Phrase grounding data
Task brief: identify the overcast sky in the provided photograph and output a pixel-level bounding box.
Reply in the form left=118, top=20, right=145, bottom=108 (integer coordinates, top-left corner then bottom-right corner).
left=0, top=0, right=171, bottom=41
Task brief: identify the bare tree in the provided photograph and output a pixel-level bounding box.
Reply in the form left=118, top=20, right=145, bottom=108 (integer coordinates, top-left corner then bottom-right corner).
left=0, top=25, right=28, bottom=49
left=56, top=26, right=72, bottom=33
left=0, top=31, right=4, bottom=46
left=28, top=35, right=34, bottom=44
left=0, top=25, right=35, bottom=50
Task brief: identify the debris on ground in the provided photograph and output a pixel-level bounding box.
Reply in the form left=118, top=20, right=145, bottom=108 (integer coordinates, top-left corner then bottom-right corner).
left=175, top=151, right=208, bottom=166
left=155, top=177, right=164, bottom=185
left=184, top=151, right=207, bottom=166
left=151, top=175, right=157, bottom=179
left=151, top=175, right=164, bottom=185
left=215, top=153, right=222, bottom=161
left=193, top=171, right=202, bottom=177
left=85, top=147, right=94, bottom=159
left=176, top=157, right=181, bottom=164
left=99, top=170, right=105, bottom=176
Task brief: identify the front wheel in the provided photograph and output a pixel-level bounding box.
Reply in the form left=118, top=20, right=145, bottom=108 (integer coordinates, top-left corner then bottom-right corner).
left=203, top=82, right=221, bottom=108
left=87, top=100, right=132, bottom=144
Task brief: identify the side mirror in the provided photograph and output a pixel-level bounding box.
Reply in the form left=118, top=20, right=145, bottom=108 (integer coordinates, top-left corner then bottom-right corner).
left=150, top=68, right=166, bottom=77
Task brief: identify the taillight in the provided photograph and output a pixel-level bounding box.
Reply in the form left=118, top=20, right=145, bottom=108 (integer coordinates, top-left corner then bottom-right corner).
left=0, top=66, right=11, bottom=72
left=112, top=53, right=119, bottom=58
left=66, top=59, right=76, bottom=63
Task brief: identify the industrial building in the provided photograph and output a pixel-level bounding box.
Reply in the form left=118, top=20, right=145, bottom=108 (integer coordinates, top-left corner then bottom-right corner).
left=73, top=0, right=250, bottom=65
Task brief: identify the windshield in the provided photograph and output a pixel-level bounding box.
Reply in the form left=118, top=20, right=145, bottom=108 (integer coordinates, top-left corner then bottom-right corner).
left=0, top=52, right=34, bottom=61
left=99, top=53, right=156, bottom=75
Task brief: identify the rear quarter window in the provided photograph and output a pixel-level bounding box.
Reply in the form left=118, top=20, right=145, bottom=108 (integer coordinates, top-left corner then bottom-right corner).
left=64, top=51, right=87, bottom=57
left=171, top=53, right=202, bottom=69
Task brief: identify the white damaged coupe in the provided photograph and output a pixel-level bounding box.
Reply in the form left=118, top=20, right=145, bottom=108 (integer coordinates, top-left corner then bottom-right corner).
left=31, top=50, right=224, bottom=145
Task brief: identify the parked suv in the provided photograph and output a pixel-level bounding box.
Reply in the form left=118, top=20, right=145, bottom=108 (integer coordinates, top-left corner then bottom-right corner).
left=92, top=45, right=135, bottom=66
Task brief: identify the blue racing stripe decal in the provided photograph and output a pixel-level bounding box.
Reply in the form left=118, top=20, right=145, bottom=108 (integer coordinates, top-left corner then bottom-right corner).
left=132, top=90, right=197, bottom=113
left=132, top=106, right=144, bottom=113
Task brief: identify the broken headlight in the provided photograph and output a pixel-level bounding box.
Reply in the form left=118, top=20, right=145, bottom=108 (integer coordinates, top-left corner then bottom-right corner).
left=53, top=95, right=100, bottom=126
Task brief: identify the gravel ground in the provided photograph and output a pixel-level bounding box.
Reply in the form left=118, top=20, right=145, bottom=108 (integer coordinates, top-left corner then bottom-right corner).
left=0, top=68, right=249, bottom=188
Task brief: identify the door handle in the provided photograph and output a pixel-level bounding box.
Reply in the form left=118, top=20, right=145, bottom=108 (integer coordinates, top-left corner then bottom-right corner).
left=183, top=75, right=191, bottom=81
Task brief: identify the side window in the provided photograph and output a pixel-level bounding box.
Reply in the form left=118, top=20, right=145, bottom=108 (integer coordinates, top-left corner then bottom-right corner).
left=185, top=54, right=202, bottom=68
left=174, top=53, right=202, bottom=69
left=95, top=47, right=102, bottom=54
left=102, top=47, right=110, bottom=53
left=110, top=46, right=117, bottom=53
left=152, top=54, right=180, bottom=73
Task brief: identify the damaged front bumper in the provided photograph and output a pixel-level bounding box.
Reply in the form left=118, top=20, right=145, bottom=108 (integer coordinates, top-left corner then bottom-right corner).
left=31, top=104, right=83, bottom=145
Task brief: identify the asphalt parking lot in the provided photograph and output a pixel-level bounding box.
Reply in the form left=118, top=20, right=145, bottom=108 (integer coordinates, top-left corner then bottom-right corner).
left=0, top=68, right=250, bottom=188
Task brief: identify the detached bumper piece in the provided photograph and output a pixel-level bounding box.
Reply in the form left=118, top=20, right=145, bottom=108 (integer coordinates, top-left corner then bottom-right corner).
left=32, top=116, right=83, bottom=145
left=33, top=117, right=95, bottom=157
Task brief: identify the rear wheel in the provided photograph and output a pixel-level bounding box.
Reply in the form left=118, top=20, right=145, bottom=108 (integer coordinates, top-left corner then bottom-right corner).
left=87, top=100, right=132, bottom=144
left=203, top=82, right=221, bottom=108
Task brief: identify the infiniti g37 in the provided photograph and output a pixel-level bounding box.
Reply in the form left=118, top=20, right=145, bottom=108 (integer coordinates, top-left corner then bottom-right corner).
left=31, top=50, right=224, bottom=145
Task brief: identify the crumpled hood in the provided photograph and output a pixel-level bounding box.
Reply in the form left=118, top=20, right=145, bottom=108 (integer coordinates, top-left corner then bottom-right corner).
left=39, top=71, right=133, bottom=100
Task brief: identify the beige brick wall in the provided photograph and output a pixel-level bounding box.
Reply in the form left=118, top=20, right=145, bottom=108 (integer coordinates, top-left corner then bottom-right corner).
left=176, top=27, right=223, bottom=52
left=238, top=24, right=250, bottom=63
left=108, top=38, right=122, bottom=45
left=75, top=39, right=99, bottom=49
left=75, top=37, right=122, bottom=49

*Task to carry out:* Each record must be returned exactly as it is written.

*Task answer:*
Task brief: identify the overcast sky in the provided photograph and output a pixel-level bounding box.
Reply in the form left=118, top=20, right=145, bottom=108 (integer coordinates, top-left corner then bottom-right corner).
left=0, top=0, right=171, bottom=41
Task brief: identify the bare tree in the provided photograph and output a pixel-level bounding box.
Reply in the form left=118, top=20, right=145, bottom=108 (integer coordinates, top-left corner then bottom-right corner).
left=0, top=25, right=28, bottom=49
left=56, top=26, right=72, bottom=33
left=0, top=31, right=4, bottom=46
left=28, top=35, right=34, bottom=44
left=0, top=25, right=35, bottom=50
Task brief: identify the debris on ground in the provided photograph and output a pixel-level bounding box.
Reply in the form left=118, top=20, right=145, bottom=108 (integer coordinates, top-left corner then bottom-right corner).
left=175, top=151, right=208, bottom=166
left=155, top=177, right=164, bottom=185
left=184, top=151, right=207, bottom=166
left=151, top=175, right=157, bottom=179
left=151, top=175, right=164, bottom=185
left=215, top=153, right=222, bottom=161
left=193, top=171, right=202, bottom=177
left=85, top=147, right=94, bottom=159
left=176, top=157, right=181, bottom=164
left=99, top=170, right=105, bottom=176
Task brief: identify the front wheel in the provided photograph and output a pixel-level bounding box.
Reply in the form left=118, top=20, right=145, bottom=108 (integer coordinates, top-left corner then bottom-right corner).
left=203, top=82, right=221, bottom=108
left=87, top=100, right=132, bottom=144
Task brief: identify the side mirror in the provided photograph and output a pixel-level bounding box.
Reply in the form left=118, top=20, right=145, bottom=108 (integer coordinates, top-left corner then bottom-right corner).
left=150, top=68, right=166, bottom=77
Task brief: identify the taillight in the provided photograph and output a pixel-level bounding box.
Reply in the form left=118, top=20, right=145, bottom=108 (integer coordinates, top-left corner then bottom-right corner).
left=0, top=66, right=11, bottom=72
left=112, top=53, right=119, bottom=58
left=66, top=59, right=76, bottom=63
Task brief: identify the industrial building in the provided photograph and output a pixel-level bounding box.
Reply in the form left=118, top=20, right=145, bottom=108 (integer coordinates, top-left corner then bottom-right corner).
left=73, top=0, right=250, bottom=65
Task brief: identify the windshield in the provided photograph and output a pixel-level bounding box.
Reply in the form left=118, top=20, right=145, bottom=108 (integer coordinates, top-left corner then bottom-right corner).
left=0, top=52, right=34, bottom=61
left=99, top=53, right=156, bottom=75
Task brief: identify the rear quarter window in the provided photograph and output a pixel-level bounding box.
Reply in the form left=118, top=20, right=145, bottom=108 (integer coordinates, top-left corner then bottom-right corner).
left=64, top=51, right=87, bottom=57
left=171, top=53, right=202, bottom=69
Task brief: identify the white damaged coupe in the provided photograph and output a pixel-level bounding box.
Reply in the form left=118, top=20, right=145, bottom=108 (integer coordinates, top-left corner then bottom-right corner).
left=31, top=50, right=224, bottom=145
Task brief: identify the parked suv in the provided photograph and output a pixel-level bounding box.
Reply in the form left=118, top=20, right=145, bottom=108 (integer coordinates, top-left corner then bottom-right corner).
left=92, top=45, right=135, bottom=66
Task brief: identify the blue racing stripe decal in the provided photograph and output a pixel-level bounding box.
Reply in the form left=118, top=20, right=145, bottom=108 (integer coordinates, top-left corner then bottom-right corner).
left=132, top=90, right=197, bottom=113
left=132, top=106, right=144, bottom=113
Task brief: identify the broken headlight in the provided photograph and output a pixel-level bounding box.
Reply in the form left=118, top=20, right=145, bottom=108 (integer coordinates, top-left corner then bottom-right corner).
left=53, top=95, right=100, bottom=126
Task brief: identify the gravel ground in the provided photograph and output a pixel-level bounding box.
Reply in the form left=118, top=20, right=145, bottom=108 (integer coordinates, top-left corner then bottom-right corner).
left=0, top=68, right=249, bottom=188
Task brief: identify the door handle in the provided photograph and output a pixel-level bounding box.
Reply in the form left=118, top=20, right=145, bottom=108 (integer coordinates, top-left corner then bottom-right corner).
left=183, top=75, right=191, bottom=81
Task brief: identify the side window in the provided photograph and output a pixel-level bounding box.
Reply in the form left=118, top=20, right=145, bottom=108 (integer coordinates, top-left corner then bottom-right corner).
left=185, top=54, right=202, bottom=68
left=174, top=53, right=202, bottom=69
left=95, top=47, right=102, bottom=54
left=102, top=47, right=110, bottom=53
left=110, top=46, right=117, bottom=53
left=152, top=54, right=180, bottom=73
Task brief: identify the damaged front bumper in the provided photograph and output a pixel-level bounding box.
Reply in the form left=118, top=20, right=145, bottom=108 (integer coordinates, top-left corner then bottom-right corner).
left=31, top=104, right=83, bottom=145
Task brief: identify the asphalt parking lot in the provided photograph and output a pixel-level bounding box.
Reply in the form left=118, top=20, right=145, bottom=108 (integer coordinates, top-left corner then bottom-right corner).
left=0, top=68, right=250, bottom=188
Task brief: identify the detached bumper piece in the provided photograph and output a pixel-level bounding box.
Reply in the form left=118, top=20, right=145, bottom=108 (integer coordinates, top-left corner then bottom-right corner).
left=32, top=116, right=83, bottom=145
left=33, top=117, right=95, bottom=157
Task brief: identify the rear wheel in the provided photograph and output a pixel-level bounding box.
Reply in the form left=118, top=20, right=145, bottom=108 (integer coordinates, top-left corner then bottom-right corner).
left=87, top=100, right=132, bottom=144
left=203, top=82, right=221, bottom=108
Task brief: identify the infiniti g37 in the provided photograph and output a pixel-level bounding box.
Reply in the form left=118, top=20, right=145, bottom=108 (integer coordinates, top-left corner then bottom-right corner).
left=31, top=50, right=224, bottom=145
Task brief: identify the crumpled hood in the provided photograph and output a pixel-level bounding box.
Reply in the form left=118, top=20, right=145, bottom=108 (integer coordinates, top-left corner then bottom-right corner).
left=39, top=71, right=133, bottom=100
Task brief: identify the beige brick wall in the provided photograph and output a pixel-level bounding box.
Reply in the form left=118, top=20, right=145, bottom=108 (integer coordinates, top-left corner then bottom-right corner).
left=176, top=27, right=223, bottom=52
left=238, top=24, right=250, bottom=63
left=108, top=38, right=122, bottom=45
left=75, top=39, right=99, bottom=49
left=75, top=37, right=122, bottom=49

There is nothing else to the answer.